(Coordinate annotation records)
■ ■ ■ ■

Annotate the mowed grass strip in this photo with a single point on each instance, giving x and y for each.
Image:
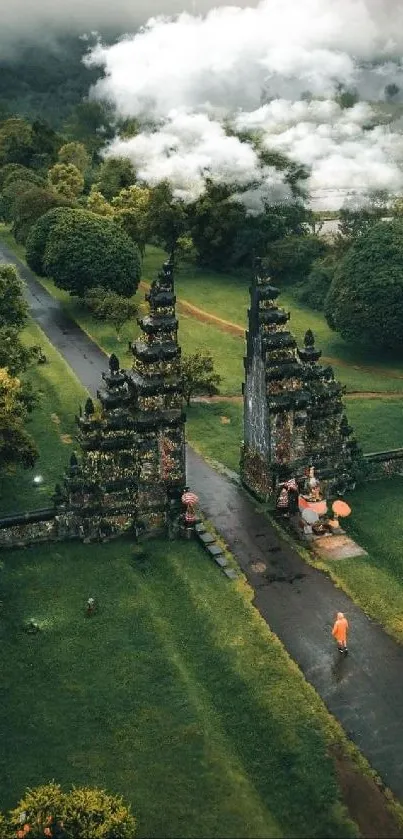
(227, 296)
(51, 424)
(216, 428)
(175, 694)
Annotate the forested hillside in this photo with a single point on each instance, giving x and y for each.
(45, 81)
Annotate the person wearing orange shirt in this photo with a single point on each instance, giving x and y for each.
(339, 632)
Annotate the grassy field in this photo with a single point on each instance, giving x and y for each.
(175, 695)
(376, 581)
(226, 295)
(51, 424)
(216, 429)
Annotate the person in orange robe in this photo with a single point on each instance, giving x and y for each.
(339, 632)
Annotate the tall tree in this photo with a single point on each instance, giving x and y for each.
(365, 300)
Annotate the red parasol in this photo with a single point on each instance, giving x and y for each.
(189, 498)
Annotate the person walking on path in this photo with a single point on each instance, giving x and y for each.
(339, 632)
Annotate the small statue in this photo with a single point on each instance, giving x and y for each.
(189, 499)
(90, 607)
(283, 501)
(314, 486)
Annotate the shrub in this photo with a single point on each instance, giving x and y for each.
(313, 292)
(38, 236)
(365, 299)
(83, 813)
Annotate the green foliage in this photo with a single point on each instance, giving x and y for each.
(226, 236)
(167, 216)
(313, 291)
(83, 251)
(66, 180)
(199, 375)
(291, 258)
(90, 123)
(13, 306)
(109, 306)
(30, 206)
(365, 300)
(115, 174)
(15, 142)
(46, 78)
(75, 154)
(353, 223)
(16, 445)
(347, 98)
(38, 236)
(10, 169)
(47, 811)
(15, 185)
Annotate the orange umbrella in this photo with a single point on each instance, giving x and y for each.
(340, 508)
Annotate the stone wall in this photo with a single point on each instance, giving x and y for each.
(384, 464)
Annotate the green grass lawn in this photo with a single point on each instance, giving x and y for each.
(227, 296)
(51, 424)
(376, 581)
(175, 694)
(216, 429)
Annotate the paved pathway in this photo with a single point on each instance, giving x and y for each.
(364, 690)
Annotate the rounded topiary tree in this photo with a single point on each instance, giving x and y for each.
(38, 236)
(84, 250)
(82, 812)
(365, 299)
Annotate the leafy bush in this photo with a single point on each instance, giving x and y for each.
(365, 299)
(84, 250)
(38, 236)
(313, 292)
(198, 375)
(109, 306)
(47, 811)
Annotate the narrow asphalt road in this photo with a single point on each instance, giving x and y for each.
(363, 690)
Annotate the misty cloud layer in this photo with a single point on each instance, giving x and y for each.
(44, 19)
(255, 66)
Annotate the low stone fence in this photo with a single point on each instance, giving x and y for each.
(384, 464)
(27, 528)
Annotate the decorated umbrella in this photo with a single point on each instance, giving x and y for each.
(340, 508)
(309, 516)
(319, 507)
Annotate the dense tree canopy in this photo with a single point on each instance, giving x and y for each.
(365, 300)
(115, 174)
(83, 812)
(38, 236)
(83, 251)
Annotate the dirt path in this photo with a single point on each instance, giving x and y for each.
(186, 308)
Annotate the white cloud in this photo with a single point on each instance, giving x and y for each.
(192, 72)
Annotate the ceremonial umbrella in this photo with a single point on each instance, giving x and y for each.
(340, 508)
(189, 498)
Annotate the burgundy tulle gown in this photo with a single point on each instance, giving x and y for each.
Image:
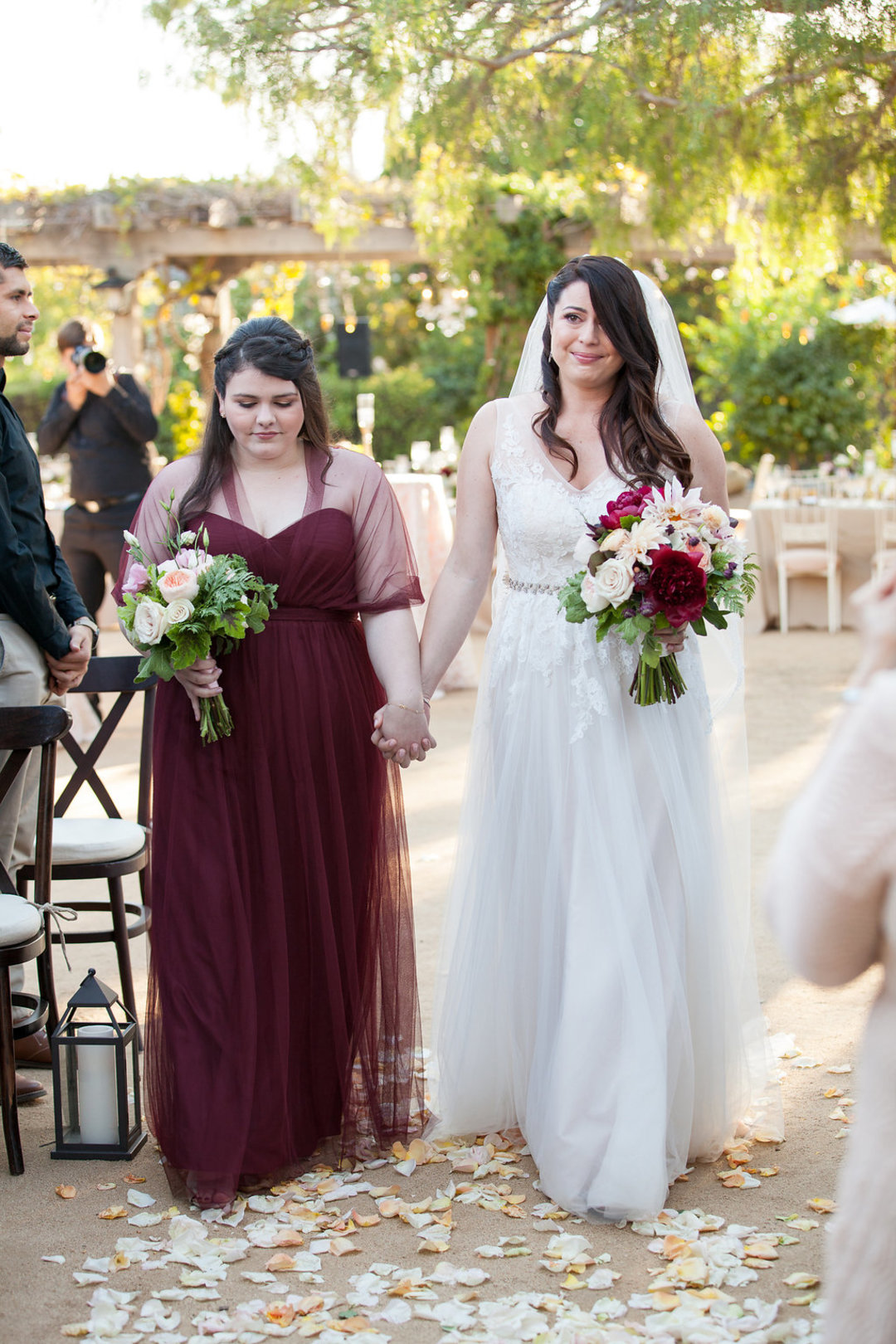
(282, 995)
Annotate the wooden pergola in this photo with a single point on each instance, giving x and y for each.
(227, 227)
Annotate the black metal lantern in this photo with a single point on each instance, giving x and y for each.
(95, 1077)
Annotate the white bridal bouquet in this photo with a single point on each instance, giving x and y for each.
(655, 559)
(191, 606)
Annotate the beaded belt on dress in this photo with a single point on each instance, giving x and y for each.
(522, 587)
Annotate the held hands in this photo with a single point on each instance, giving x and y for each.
(201, 682)
(67, 672)
(402, 734)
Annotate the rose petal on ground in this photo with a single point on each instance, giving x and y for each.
(140, 1199)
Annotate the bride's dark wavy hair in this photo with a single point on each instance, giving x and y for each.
(637, 441)
(275, 348)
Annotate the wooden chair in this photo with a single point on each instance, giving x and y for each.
(23, 926)
(806, 546)
(884, 555)
(105, 847)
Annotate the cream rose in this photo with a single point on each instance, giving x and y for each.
(178, 611)
(149, 621)
(178, 583)
(614, 582)
(592, 600)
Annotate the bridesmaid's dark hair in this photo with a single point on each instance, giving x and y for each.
(275, 348)
(635, 438)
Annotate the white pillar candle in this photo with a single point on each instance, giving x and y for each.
(97, 1092)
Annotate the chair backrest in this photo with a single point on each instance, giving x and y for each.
(23, 728)
(884, 527)
(116, 675)
(805, 526)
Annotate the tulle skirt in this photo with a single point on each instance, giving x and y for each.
(282, 995)
(598, 986)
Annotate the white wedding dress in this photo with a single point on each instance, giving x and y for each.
(598, 986)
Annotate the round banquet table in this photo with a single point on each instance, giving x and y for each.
(807, 596)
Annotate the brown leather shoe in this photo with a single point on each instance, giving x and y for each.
(28, 1089)
(34, 1050)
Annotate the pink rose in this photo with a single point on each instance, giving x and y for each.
(136, 580)
(178, 583)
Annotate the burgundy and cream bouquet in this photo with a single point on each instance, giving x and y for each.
(193, 605)
(659, 559)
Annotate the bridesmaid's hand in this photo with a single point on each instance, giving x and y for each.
(674, 639)
(201, 682)
(402, 735)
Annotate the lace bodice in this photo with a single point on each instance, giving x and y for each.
(542, 518)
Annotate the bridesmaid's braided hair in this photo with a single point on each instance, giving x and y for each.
(275, 348)
(635, 438)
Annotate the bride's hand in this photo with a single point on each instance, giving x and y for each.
(402, 735)
(201, 682)
(674, 639)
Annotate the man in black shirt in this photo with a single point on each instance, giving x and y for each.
(106, 424)
(46, 635)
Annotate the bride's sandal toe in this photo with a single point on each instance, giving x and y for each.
(212, 1190)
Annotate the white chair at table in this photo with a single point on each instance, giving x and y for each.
(884, 557)
(806, 548)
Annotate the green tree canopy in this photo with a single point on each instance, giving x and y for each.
(685, 114)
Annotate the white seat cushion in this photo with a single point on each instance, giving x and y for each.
(19, 921)
(95, 839)
(805, 559)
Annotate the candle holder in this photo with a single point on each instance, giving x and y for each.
(95, 1077)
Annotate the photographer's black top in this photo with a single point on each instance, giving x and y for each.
(106, 440)
(37, 589)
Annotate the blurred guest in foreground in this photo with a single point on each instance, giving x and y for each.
(832, 899)
(105, 422)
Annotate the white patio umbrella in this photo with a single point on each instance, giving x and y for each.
(868, 312)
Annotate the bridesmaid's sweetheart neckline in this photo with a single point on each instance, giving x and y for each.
(273, 537)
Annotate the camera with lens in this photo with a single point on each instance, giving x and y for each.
(91, 360)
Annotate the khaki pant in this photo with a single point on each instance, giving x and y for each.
(23, 682)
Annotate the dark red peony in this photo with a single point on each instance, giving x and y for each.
(631, 503)
(677, 587)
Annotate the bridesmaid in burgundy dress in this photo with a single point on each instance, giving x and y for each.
(282, 995)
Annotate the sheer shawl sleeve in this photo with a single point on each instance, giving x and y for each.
(384, 566)
(151, 520)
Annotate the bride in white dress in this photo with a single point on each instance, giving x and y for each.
(597, 986)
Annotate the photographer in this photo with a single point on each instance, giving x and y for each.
(105, 422)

■ ■ ■ ■

EXERCISE TASK ▸
Take the records above and transcribe them exactly, dropping every picture.

SOLUTION FOR THIS EXERCISE ▸
Annotate the mowed grass strip in this photo with a single point on each instance, giving x and y for each.
Image:
(227, 296)
(51, 424)
(216, 428)
(175, 694)
Annotate the forested hillside in this photo with a single point on each instance, giving x and y for each.
(45, 81)
Annotate the person wearing orange shirt in this photo with a single point on each instance, giving x and y for each.
(339, 632)
Annotate the grassy field in this photo with a single point on each instance, giving x and y for each.
(175, 695)
(376, 581)
(226, 295)
(51, 424)
(216, 429)
Annotate the person in orange robe in this photo with a single point on each instance, giving x and y for each.
(339, 632)
Annotate the tall tree in this photo with a single point on each instance, giving x and y for each.
(365, 300)
Annotate the red parasol in this photo with a single point on each instance, giving x and y for each.
(189, 498)
Annotate the person walking on path in this photo with a single point on each instance, giving x and y for each.
(339, 632)
Annotate the small statue in this photo with a single point on each instance, giving x and y for each.
(189, 499)
(90, 607)
(283, 501)
(314, 486)
Annotate the shrub in this photo with a single point on each instance, giving x and y for each.
(313, 292)
(38, 236)
(365, 299)
(83, 813)
Annotate the green foliage in this photo with a single point on each instance, giving x and y for each.
(226, 236)
(167, 216)
(313, 291)
(83, 251)
(66, 180)
(199, 375)
(291, 258)
(90, 123)
(13, 306)
(109, 306)
(30, 206)
(365, 300)
(115, 174)
(15, 142)
(46, 78)
(75, 154)
(353, 223)
(16, 445)
(347, 98)
(38, 236)
(10, 169)
(47, 811)
(15, 185)
Annotate the orange umbrella in this photo with a single point on each instance, giving x and y for each.
(340, 508)
Annotate the stone wall in this photo with a single point on each instance, giving x and y for each.
(384, 464)
Annotate the green grass lawn in this photo with a single point on each instance, giving x and y for each.
(227, 296)
(51, 424)
(376, 581)
(175, 694)
(216, 429)
Annotate the paved pathway in this photo with a single point on each instance, giving x and y for each.
(364, 690)
Annotate the rounded topiary tree in this photo with a single point on each instance, giving x and y for each.
(38, 236)
(84, 250)
(82, 812)
(365, 299)
Annotate the leafy bush in this photo with a single point on each instance, giving x and y for each.
(365, 299)
(84, 250)
(38, 236)
(313, 292)
(198, 375)
(109, 306)
(47, 811)
Annotate the narrow asphalt road in this photo with a single point on each instance, giving x and y for each.
(363, 690)
Annotate the misty cloud layer in this photo with a single point on each instance, giving x and y for each.
(44, 19)
(255, 66)
Annotate the low stone fence in this photo with a single point on each instance, giving x and y for each.
(384, 464)
(27, 528)
Annotate the decorated umbrella in this photo with a single point on each instance, giving x and y for each.
(340, 508)
(309, 516)
(319, 507)
Annotate the dense tree canopy in this photo with a single point on each instance, giving x and y for each.
(365, 300)
(115, 174)
(83, 812)
(38, 236)
(83, 251)
Annotate the dirt path in this photo with a single point on each instance, giving x and y for each.
(186, 308)
Annotate the white cloud in this photo with a single point on each instance, giving x and y for each.
(192, 72)
Annotate the ceremonial umbrella in this photo with a single point on each instance, giving x and y for each.
(340, 508)
(189, 498)
Annotate the burgundy tulle gown in this photo with a single point on each instance, giving x and y for each.
Image:
(282, 995)
Annotate the wooden pergola in this photo with a single point on each instance, giving x and y for each.
(227, 227)
Annotate the black metal lantern in this photo with a single point on each instance, giving x and y for each.
(95, 1077)
Annotate the white bridal bouquet in this photo with a single point on each instance, giving x and y for each.
(655, 559)
(191, 606)
Annotate the beaded belt on dress in this photo with a single point on each instance, giving x and y for each.
(522, 587)
Annotate the held hands in this photo with a single point on each instance, giving x and y for each.
(201, 682)
(67, 672)
(402, 734)
Annotate the rose petal on ground in this photo with a single point on each instance, giving x and y for each.
(140, 1199)
Annotate the bride's dark wavy hair in this photo with a single point on each instance, giving x and y for each.
(637, 441)
(275, 348)
Annotate the wooden chair in this photo with a single point on each instance, giving x and y for each.
(23, 926)
(806, 546)
(884, 555)
(105, 847)
Annotate the cream rose in this photo with a single point on each instance, giving x and y for each.
(178, 611)
(149, 621)
(178, 583)
(614, 582)
(592, 600)
Annotate the bridesmaid's dark hair in this photo with a single point on each instance, giving x and y for each.
(275, 348)
(635, 438)
Annotate the white pillar candle in this photo with a single point on each instance, giving x and y for each.
(97, 1092)
Annotate the chair backrest in this photo with a single point on each instance, giving x and y for each.
(23, 728)
(884, 527)
(116, 675)
(805, 526)
Annotate the tulle skirt in this photo with a single point on each instance, giving x and y for each.
(282, 995)
(598, 986)
Annotate the white wedding dress in this photo with a single point on each instance, giving x and y for each.
(598, 986)
Annotate the round banquet table in this photo with a single point on each instance, giving x and y for each.
(807, 596)
Annotate the brown leather shoe in this photo with a single point on each instance, giving x and y for each.
(28, 1089)
(34, 1050)
Annotate the pink rose in this photo with a single point on each instance, giving x and y for each.
(136, 580)
(178, 583)
Annotate the burgundy and cream bouquet in this photo with a single point on each instance, giving x and y for each.
(193, 605)
(659, 559)
Annotate the bridesmaid's hand in this photo with a single point on each instance, giving x and y for each.
(674, 639)
(201, 682)
(402, 735)
Annotate the lace bodice in this photo with a single point on each instance, giving x and y for each.
(542, 518)
Annotate the bridesmaid's braided hair in this photo with a single point on each instance, giving x and y for each.
(275, 348)
(635, 438)
Annotate the bride's hand in this photo with a single point on each instance, giving x and y for each.
(402, 735)
(201, 682)
(674, 639)
Annotate the man in black shirt in this photo with a single point on each instance, giving x and y for each.
(106, 424)
(46, 635)
Annotate the bride's sandal toe in this photo with a single point on each instance, giving x and y for each.
(212, 1190)
Annotate the white chair at table in this photo with a single point on each instance, giving x and y for each.
(884, 557)
(806, 548)
Annotate the green tree canopy in this photo with a single point on each instance, giving x and y for each.
(685, 114)
Annotate the white seat cushion in this photo with a single point on each instance, giving x and y for each.
(19, 921)
(95, 839)
(805, 559)
Annotate the candle holder in this photo with a single point on each instance, giving x and y for each.
(95, 1077)
Annotate the photographer's black top in this photo with a single point on each instance, giving x and y for each.
(106, 440)
(37, 589)
Annotate the blurred guest in foreground in this photo with a single point on each instance, giving x and y for each.
(832, 899)
(105, 422)
Annotate the white patio umbrella in this photo with a single point on each instance, giving x and y for each.
(868, 312)
Annotate the bridesmaid's sweetheart neckline in this photo with a single point on each instance, giving x and y for each.
(273, 537)
Annotate the camera with lens in this photo with a single point on each instance, giving x and y for each.
(91, 360)
Annotate the khaki pant in this photo with a single point on each instance, giving x and y for each.
(23, 682)
Annotate the dark red peony in this photo with a single point on each instance, giving x and y for each.
(631, 503)
(677, 587)
Annotate the bridesmaid in burgundy dress in this photo with a single point on each instance, giving x and y for each.
(282, 995)
Annotate the sheer shawl sleeve in this photo with a single point on each instance, giving x and y for each.
(384, 566)
(151, 520)
Annotate the bride in white dress in this photo with a single point on each instance, giving x and y for each.
(597, 986)
Annotate the photographer in this photo with a single point on each instance, giving x and y for each.
(105, 422)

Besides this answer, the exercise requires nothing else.